#### [Data records]

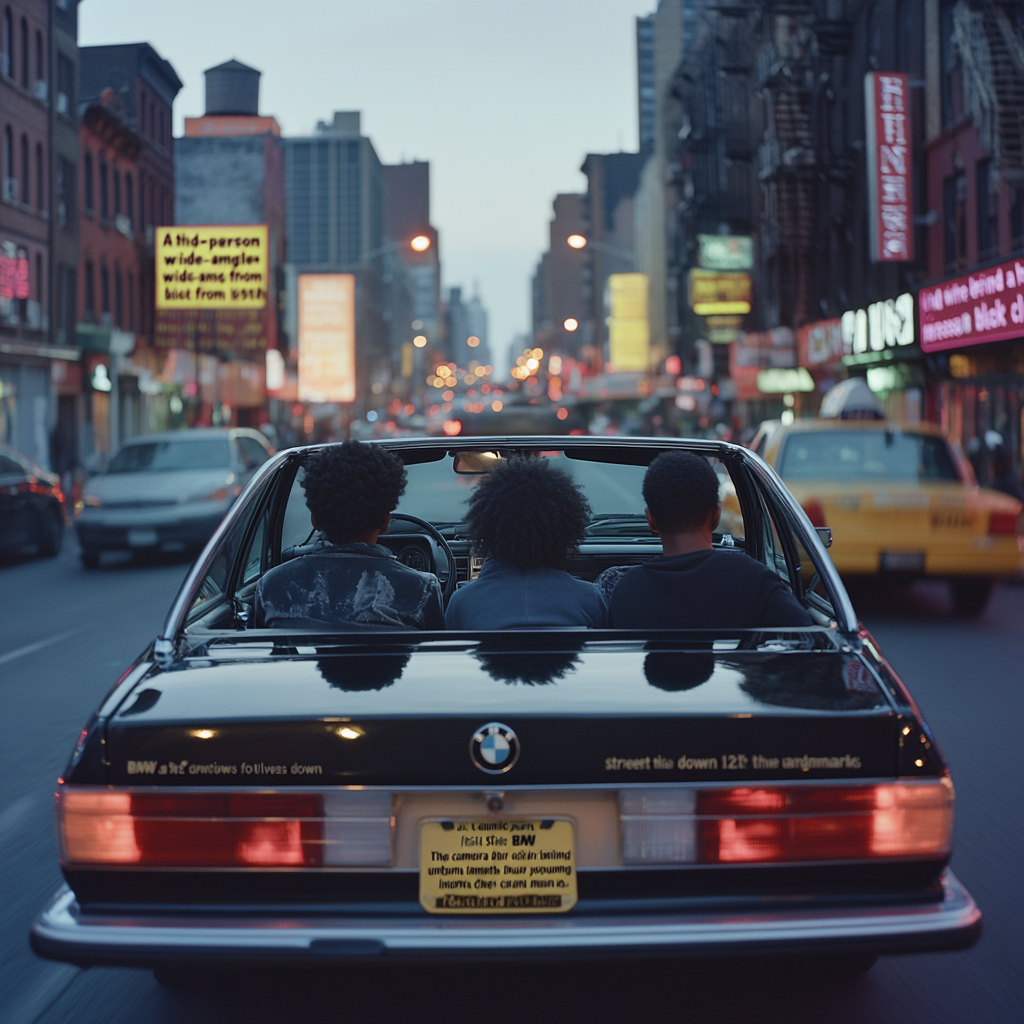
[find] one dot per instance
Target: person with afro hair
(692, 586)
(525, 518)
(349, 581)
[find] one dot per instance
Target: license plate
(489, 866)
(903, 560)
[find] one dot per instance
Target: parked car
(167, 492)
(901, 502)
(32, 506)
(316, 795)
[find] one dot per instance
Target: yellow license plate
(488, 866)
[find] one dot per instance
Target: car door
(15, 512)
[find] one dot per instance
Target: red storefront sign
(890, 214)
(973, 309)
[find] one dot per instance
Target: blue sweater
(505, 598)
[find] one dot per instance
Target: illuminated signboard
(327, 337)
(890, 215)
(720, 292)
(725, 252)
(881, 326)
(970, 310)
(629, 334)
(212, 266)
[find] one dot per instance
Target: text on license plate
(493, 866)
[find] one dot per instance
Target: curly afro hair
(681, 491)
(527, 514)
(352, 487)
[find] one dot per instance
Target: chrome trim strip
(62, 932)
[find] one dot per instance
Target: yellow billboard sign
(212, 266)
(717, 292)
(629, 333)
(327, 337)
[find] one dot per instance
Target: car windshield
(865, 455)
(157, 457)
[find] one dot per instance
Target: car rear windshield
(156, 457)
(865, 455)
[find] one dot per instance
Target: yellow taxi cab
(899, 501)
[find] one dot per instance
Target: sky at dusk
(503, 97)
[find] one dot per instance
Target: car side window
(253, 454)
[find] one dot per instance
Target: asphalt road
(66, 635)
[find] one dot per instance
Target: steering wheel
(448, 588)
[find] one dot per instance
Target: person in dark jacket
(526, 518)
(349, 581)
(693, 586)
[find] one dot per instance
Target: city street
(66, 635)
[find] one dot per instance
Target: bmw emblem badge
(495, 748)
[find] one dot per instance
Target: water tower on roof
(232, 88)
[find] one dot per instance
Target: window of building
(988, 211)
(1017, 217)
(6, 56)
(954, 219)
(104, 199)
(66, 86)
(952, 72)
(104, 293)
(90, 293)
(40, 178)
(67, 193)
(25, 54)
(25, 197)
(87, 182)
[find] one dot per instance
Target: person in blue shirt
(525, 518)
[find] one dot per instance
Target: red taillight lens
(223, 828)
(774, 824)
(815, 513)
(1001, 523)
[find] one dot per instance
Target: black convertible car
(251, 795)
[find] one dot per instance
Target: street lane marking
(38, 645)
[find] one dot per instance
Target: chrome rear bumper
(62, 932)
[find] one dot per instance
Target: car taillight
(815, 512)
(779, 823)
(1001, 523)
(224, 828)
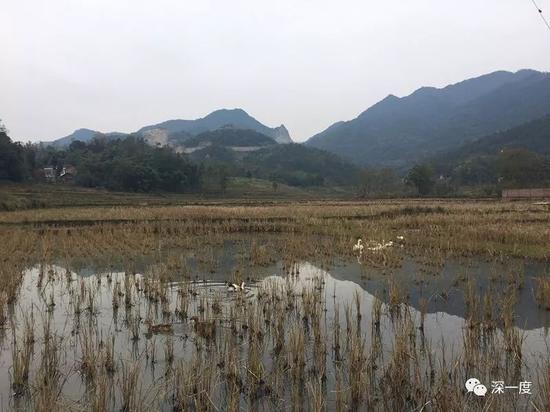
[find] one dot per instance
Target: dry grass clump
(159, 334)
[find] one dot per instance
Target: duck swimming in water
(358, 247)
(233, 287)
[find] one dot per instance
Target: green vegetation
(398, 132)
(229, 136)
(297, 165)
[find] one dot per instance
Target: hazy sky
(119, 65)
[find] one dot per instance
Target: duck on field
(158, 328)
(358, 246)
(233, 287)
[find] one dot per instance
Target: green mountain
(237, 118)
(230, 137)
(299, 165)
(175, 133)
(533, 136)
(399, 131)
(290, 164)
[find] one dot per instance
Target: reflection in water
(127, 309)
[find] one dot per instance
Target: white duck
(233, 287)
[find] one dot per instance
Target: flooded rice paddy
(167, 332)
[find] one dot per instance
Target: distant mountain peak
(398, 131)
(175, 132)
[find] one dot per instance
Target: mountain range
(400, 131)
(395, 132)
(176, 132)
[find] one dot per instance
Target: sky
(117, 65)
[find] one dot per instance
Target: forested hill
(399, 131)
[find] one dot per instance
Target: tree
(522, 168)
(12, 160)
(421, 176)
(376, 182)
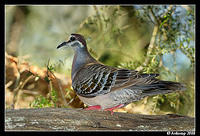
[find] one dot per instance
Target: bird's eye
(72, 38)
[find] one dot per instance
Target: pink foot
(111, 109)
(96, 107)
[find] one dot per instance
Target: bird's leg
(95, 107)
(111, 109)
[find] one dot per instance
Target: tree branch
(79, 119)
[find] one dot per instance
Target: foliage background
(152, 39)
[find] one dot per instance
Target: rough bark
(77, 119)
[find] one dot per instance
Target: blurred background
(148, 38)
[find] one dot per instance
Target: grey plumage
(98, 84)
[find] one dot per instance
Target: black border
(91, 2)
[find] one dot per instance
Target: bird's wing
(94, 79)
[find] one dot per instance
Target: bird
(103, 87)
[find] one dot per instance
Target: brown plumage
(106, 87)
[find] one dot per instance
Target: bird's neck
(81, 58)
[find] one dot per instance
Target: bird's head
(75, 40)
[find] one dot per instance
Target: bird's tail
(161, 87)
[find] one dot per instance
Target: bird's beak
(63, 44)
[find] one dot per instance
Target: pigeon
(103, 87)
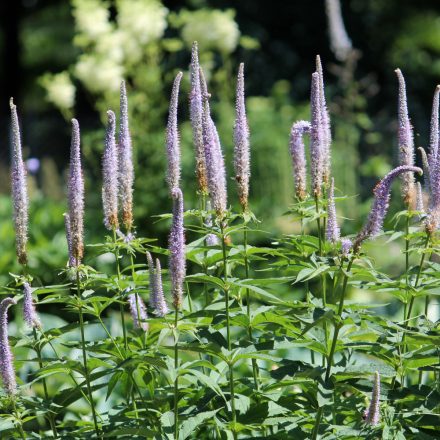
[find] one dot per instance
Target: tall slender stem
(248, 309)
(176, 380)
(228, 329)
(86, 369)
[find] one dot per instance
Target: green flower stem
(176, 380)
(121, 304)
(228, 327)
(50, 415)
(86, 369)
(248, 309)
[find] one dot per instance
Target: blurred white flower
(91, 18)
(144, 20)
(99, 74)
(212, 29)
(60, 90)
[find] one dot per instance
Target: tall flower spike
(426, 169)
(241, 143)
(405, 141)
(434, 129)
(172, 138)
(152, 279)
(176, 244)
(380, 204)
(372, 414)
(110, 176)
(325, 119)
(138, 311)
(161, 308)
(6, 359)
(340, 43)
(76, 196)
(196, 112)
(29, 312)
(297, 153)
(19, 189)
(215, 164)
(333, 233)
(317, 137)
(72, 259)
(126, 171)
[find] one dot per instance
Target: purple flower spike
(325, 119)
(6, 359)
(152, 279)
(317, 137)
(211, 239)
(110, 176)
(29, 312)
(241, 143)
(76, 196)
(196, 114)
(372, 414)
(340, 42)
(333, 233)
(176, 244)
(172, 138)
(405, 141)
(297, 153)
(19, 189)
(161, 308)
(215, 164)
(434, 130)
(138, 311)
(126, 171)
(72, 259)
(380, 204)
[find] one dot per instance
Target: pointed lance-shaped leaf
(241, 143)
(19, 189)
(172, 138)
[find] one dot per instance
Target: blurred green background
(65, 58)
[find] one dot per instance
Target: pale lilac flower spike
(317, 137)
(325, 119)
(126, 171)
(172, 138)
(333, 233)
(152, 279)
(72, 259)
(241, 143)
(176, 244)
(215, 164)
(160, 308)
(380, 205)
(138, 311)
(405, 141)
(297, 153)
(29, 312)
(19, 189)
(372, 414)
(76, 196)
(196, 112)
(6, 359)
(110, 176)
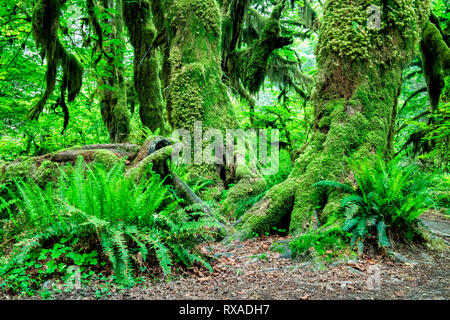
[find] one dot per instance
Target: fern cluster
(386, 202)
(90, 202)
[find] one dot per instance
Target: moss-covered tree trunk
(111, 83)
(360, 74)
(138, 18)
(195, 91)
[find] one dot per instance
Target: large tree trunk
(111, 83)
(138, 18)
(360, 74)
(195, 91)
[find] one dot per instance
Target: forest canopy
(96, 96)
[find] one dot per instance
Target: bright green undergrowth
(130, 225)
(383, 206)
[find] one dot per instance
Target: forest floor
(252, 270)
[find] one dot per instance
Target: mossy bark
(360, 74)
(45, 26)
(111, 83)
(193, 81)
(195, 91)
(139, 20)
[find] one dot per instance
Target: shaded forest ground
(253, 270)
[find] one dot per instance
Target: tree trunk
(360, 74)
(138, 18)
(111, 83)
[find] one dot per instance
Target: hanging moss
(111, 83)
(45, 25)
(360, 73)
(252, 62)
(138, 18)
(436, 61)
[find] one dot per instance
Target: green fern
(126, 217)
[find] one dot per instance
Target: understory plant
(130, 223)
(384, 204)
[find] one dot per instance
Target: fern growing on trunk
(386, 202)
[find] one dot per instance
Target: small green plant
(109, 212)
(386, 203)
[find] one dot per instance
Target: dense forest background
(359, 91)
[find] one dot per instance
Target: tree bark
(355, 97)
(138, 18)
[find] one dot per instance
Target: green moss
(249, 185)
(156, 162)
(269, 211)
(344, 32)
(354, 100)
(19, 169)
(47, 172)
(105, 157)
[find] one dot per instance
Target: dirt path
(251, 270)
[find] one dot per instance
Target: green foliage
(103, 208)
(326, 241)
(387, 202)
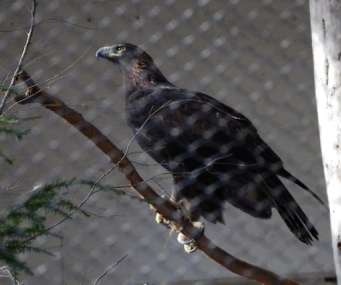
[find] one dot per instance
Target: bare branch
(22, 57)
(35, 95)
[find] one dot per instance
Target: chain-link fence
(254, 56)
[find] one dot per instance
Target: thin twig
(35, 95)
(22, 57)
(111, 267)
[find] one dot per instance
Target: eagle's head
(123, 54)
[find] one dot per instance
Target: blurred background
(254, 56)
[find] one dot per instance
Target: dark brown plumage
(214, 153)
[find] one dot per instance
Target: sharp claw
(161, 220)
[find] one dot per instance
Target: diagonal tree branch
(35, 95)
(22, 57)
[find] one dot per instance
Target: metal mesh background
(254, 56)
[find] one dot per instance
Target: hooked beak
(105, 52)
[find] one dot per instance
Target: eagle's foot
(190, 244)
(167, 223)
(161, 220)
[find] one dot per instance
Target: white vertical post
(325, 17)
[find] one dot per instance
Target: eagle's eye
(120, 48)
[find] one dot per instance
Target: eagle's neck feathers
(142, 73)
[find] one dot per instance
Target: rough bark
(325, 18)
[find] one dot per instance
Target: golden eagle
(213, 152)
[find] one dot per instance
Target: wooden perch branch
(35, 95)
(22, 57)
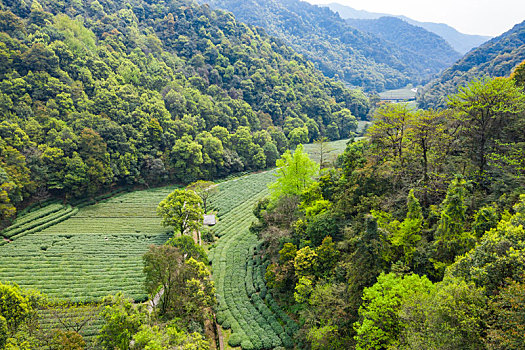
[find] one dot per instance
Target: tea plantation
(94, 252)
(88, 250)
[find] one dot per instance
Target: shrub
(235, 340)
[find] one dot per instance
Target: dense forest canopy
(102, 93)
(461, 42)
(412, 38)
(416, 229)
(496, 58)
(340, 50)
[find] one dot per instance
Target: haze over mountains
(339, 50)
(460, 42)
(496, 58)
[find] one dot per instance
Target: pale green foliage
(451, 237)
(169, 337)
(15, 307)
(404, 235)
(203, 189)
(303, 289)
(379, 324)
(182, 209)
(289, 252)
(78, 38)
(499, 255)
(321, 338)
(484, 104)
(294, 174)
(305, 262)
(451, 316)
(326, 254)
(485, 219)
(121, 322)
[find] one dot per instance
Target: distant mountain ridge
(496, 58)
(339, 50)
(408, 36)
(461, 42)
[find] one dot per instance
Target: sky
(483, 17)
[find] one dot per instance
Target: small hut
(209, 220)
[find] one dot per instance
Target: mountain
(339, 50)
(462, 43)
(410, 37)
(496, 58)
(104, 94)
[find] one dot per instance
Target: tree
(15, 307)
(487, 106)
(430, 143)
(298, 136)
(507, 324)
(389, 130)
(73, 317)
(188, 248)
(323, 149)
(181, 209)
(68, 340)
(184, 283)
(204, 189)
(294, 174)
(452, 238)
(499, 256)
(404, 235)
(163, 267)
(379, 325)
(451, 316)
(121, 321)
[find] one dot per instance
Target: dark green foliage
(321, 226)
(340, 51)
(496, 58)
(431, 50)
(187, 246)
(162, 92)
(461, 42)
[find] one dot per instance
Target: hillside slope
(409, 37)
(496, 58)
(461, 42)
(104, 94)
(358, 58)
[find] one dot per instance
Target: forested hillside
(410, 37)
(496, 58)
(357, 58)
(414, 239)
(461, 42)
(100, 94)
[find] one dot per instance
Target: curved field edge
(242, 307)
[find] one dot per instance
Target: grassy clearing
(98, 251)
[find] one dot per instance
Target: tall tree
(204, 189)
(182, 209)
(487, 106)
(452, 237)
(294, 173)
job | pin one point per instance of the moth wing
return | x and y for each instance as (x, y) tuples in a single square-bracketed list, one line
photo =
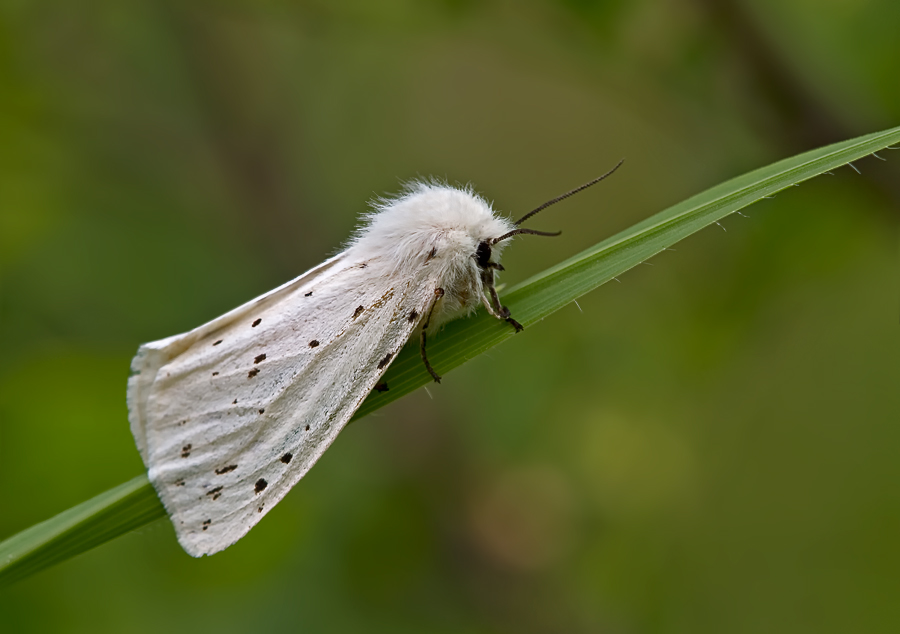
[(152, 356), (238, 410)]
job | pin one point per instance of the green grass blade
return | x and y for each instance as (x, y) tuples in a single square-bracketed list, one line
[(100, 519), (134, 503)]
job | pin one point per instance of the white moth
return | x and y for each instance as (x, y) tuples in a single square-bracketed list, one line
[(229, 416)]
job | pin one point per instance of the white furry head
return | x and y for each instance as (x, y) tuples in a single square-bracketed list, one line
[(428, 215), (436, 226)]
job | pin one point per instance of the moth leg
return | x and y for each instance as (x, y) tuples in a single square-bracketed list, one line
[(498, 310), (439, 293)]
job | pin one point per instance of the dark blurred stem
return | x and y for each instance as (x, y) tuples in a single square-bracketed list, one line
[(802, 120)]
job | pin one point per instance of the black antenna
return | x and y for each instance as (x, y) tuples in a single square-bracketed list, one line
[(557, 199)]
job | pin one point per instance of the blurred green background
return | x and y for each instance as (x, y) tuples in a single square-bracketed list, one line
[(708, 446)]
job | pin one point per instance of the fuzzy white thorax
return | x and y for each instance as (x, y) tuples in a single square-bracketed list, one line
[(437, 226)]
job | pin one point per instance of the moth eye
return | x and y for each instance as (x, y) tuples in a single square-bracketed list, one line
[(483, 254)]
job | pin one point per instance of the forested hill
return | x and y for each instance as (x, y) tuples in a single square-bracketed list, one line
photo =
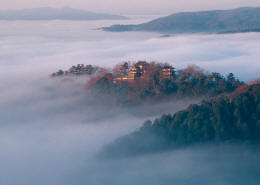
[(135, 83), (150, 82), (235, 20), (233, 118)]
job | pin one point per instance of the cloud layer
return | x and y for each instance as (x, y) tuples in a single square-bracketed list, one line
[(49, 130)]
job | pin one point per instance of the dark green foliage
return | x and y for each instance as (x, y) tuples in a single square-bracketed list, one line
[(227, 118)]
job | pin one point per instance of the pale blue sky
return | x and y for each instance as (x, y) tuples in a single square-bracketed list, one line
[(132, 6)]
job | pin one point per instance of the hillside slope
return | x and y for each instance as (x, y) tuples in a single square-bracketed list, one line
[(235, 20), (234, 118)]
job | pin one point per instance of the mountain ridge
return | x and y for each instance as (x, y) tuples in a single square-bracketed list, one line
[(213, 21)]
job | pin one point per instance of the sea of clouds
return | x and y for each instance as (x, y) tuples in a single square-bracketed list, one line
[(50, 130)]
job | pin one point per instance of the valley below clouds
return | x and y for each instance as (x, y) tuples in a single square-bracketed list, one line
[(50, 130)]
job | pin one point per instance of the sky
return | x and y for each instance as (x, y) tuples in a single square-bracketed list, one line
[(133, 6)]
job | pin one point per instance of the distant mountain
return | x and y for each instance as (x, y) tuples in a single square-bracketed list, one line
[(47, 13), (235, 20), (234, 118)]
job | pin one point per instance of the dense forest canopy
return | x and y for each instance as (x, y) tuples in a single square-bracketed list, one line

#### [What you have to do]
For the word "moth", count the lines of the listing above that hold it; the number alone is the answer.

#### [Output of the exercise]
4